Output the records from the line with "task: segment the snow-covered car" to the line with "937L50 888L38 862L0" as a two-column CSV with the columns input and output, one row per record. Put each value in a single quoted field, with line breaks replaced by spaces.

— start of Extracted information —

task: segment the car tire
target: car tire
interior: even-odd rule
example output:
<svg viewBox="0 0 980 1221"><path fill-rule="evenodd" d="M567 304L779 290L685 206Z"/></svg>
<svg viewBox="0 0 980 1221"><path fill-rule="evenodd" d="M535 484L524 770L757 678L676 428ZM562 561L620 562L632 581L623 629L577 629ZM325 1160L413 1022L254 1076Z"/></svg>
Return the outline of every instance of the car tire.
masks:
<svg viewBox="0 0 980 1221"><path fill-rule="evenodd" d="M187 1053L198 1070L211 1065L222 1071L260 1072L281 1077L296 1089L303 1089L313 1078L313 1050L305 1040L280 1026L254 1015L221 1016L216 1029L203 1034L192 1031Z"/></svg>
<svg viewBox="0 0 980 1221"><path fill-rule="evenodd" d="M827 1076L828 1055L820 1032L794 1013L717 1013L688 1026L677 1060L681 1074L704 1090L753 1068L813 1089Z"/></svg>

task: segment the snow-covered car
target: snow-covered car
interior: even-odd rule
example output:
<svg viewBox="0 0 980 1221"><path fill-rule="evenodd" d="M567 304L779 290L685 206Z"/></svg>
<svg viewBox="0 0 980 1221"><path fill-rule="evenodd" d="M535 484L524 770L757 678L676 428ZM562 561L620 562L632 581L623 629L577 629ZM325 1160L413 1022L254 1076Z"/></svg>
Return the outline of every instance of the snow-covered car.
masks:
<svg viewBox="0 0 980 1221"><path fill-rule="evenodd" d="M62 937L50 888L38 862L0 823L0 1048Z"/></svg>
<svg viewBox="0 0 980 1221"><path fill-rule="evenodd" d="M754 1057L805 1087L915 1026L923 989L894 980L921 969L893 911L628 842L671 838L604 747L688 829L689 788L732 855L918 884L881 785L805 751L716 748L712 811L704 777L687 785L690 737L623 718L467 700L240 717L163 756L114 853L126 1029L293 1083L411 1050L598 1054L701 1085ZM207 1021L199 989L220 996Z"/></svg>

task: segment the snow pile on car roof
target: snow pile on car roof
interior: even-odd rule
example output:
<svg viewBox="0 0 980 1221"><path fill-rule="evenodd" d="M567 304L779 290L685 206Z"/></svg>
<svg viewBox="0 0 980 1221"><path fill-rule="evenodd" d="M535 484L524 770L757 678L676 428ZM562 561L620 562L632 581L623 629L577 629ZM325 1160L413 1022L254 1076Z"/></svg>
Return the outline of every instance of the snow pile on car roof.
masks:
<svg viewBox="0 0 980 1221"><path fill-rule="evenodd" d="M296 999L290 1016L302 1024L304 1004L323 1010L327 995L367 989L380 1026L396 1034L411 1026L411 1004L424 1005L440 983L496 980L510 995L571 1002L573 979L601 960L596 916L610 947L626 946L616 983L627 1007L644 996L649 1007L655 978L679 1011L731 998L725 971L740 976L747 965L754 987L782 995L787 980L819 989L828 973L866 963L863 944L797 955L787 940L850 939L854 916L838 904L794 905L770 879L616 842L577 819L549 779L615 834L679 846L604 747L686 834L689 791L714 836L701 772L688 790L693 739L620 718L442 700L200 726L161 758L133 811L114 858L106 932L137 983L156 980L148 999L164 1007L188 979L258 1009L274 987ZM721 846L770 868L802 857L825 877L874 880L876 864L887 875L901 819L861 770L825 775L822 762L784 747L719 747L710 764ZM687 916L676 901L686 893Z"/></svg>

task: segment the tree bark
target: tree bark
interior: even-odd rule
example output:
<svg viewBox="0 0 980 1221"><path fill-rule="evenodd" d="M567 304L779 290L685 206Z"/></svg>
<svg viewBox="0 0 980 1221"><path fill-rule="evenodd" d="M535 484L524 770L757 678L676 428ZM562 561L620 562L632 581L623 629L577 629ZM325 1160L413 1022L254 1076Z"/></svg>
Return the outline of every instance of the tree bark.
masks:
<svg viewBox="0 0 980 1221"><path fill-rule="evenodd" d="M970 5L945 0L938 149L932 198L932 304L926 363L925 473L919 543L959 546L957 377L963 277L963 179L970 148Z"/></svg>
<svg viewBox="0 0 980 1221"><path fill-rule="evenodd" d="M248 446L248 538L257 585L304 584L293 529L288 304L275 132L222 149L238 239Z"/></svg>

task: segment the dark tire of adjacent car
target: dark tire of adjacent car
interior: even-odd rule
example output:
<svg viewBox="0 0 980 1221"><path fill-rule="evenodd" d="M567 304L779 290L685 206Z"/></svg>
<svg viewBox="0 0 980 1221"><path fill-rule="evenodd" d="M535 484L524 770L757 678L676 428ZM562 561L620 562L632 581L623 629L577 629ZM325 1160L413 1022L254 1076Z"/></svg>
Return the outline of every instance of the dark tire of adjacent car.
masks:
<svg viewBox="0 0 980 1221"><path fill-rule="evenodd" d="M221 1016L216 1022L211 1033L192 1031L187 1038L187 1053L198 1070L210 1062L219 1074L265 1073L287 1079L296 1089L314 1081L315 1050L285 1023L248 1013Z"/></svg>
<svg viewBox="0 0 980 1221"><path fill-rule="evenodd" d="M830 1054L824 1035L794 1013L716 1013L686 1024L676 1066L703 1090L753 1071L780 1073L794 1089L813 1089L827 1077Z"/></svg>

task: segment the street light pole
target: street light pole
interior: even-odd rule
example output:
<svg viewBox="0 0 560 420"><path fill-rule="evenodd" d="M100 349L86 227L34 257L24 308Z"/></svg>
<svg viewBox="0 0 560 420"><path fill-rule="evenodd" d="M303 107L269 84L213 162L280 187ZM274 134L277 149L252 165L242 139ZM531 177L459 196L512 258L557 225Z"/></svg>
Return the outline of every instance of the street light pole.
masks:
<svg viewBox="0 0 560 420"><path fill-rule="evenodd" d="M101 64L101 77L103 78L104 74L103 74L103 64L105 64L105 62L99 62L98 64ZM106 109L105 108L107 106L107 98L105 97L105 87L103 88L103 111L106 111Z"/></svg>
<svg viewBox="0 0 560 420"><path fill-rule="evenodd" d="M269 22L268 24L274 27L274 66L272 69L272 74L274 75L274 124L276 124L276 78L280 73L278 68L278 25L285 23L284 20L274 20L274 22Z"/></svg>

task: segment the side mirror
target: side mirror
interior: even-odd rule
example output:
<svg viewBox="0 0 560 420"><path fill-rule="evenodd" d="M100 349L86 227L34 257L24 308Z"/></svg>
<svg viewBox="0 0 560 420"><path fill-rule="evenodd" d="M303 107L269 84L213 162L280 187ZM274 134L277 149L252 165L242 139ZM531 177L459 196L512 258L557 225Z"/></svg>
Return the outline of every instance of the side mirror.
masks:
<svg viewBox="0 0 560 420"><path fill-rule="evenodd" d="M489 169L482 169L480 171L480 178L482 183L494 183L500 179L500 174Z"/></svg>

— end of Extracted information —
— start of Extracted information —

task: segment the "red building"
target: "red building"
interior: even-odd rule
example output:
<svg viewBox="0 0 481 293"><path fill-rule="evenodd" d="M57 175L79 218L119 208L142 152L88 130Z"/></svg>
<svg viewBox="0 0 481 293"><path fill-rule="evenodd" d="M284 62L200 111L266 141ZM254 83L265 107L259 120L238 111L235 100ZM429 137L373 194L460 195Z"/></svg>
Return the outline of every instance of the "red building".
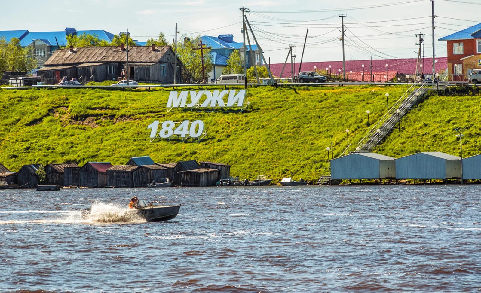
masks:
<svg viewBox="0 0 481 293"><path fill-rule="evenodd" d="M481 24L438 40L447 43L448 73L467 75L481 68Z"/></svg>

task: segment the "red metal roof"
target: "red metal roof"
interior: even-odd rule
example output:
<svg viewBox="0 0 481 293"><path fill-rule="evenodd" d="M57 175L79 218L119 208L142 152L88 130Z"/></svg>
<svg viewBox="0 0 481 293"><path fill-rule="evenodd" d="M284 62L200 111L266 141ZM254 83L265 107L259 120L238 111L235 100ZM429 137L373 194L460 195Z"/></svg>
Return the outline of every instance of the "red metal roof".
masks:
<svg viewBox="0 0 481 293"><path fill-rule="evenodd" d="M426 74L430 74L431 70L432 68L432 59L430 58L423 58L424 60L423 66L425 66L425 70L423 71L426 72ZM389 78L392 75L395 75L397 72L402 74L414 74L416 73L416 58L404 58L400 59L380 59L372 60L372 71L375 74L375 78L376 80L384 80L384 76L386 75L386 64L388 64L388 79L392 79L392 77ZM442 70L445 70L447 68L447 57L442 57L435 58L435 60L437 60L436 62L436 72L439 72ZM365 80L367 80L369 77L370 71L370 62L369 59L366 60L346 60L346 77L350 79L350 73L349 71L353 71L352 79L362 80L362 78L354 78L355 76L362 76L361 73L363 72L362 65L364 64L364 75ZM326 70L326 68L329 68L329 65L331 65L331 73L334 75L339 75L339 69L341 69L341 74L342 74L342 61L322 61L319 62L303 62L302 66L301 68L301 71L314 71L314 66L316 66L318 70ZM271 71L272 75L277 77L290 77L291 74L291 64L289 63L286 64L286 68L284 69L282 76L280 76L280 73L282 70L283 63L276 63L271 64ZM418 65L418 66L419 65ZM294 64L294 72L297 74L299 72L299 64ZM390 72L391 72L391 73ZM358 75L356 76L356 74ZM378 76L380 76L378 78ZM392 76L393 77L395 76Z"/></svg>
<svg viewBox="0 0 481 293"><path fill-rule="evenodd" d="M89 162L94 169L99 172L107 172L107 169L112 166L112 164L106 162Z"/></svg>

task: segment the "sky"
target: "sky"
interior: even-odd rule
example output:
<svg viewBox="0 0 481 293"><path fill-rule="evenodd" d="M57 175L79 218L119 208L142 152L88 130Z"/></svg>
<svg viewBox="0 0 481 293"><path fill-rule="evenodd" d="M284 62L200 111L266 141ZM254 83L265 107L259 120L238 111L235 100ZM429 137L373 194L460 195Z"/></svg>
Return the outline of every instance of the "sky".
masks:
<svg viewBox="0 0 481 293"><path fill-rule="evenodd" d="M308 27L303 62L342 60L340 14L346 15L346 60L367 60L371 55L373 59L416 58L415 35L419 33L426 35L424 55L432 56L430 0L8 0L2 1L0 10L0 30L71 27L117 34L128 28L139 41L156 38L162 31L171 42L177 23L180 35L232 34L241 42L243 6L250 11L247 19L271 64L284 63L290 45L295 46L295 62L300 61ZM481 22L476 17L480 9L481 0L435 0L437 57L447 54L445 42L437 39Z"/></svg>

— end of Extracted information —
— start of Extracted information —

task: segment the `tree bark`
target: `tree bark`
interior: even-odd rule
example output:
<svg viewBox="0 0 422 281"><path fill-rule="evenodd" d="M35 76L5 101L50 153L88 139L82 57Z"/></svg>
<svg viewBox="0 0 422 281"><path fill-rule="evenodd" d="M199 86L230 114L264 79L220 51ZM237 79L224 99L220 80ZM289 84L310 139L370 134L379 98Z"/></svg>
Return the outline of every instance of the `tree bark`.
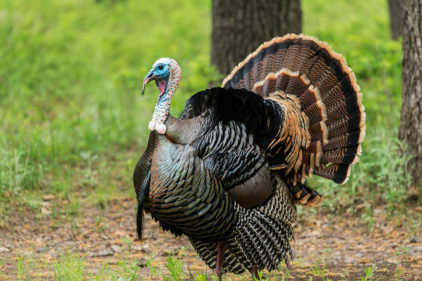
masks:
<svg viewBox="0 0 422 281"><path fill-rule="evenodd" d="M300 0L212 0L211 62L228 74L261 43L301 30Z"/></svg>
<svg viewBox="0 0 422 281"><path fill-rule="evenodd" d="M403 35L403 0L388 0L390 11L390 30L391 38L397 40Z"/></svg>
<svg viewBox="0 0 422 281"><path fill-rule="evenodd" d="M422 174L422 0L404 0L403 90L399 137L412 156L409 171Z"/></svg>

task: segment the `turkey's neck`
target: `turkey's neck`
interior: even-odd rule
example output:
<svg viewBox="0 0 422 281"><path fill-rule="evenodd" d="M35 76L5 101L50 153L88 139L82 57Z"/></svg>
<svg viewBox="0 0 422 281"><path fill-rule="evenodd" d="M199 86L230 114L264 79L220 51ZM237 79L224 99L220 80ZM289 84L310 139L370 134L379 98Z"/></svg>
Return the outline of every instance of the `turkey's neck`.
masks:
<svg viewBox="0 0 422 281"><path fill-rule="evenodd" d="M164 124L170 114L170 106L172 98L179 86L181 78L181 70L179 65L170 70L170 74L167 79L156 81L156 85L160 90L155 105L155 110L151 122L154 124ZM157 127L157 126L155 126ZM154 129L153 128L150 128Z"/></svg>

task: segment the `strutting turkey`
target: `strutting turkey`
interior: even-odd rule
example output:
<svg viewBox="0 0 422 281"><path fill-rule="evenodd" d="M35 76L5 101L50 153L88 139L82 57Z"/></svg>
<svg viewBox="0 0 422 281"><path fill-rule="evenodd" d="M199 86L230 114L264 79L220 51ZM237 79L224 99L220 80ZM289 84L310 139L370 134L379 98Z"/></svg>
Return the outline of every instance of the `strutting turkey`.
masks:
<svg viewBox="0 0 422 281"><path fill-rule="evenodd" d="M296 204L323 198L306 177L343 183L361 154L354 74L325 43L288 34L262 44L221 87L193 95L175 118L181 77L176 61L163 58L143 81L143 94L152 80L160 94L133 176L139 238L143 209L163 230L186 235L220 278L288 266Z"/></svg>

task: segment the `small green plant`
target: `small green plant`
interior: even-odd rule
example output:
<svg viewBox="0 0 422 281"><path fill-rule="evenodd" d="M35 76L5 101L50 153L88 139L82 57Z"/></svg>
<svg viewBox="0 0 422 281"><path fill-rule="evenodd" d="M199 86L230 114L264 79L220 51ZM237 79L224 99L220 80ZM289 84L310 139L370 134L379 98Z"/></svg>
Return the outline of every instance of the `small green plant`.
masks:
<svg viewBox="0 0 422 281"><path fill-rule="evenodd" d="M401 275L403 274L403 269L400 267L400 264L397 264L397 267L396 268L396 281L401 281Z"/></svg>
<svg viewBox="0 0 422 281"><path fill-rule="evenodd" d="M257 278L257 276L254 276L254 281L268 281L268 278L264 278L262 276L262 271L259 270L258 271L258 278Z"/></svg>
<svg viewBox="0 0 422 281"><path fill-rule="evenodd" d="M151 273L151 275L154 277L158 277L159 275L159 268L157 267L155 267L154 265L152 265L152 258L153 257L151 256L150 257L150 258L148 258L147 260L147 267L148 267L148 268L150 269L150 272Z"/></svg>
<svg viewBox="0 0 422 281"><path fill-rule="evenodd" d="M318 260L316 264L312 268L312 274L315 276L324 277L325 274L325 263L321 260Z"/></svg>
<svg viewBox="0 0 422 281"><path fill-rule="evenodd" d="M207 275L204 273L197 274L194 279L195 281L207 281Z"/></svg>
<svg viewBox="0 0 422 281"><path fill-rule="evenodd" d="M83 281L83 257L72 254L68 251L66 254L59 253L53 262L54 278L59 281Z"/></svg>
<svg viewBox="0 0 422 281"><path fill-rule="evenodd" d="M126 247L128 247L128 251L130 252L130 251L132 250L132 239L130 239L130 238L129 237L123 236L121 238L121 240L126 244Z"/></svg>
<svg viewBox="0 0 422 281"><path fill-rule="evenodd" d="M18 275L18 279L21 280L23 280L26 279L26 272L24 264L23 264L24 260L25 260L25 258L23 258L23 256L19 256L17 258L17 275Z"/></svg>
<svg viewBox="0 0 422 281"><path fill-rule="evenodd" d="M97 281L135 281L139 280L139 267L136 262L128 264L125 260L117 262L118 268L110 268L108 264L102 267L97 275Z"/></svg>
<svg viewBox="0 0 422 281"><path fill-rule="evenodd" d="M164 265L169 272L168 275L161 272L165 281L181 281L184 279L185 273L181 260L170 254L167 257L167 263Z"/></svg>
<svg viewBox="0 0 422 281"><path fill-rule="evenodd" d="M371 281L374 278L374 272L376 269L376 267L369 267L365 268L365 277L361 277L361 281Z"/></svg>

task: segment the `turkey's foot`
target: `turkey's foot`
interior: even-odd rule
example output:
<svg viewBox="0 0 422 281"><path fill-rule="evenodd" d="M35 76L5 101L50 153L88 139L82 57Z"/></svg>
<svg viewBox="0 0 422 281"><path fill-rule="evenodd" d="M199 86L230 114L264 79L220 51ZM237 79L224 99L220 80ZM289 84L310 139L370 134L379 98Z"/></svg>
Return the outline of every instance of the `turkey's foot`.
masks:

— end of Extracted information —

# [Task result]
input,output
"task: segment the snow-covered car target: snow-covered car interior: even-odd rule example output: <svg viewBox=""0 0 980 1221""><path fill-rule=""evenodd"" d=""M567 304L779 290L685 206Z""/></svg> <svg viewBox=""0 0 980 1221""><path fill-rule=""evenodd"" d=""M535 484L524 770L757 678L676 428ZM562 561L620 562L632 581L623 629L577 629ZM325 1160L413 1022L254 1076Z""/></svg> Return the outline of every instance of the snow-covered car. masks:","<svg viewBox=""0 0 980 1221""><path fill-rule=""evenodd"" d=""M62 937L50 888L38 862L0 823L0 1048Z""/></svg>"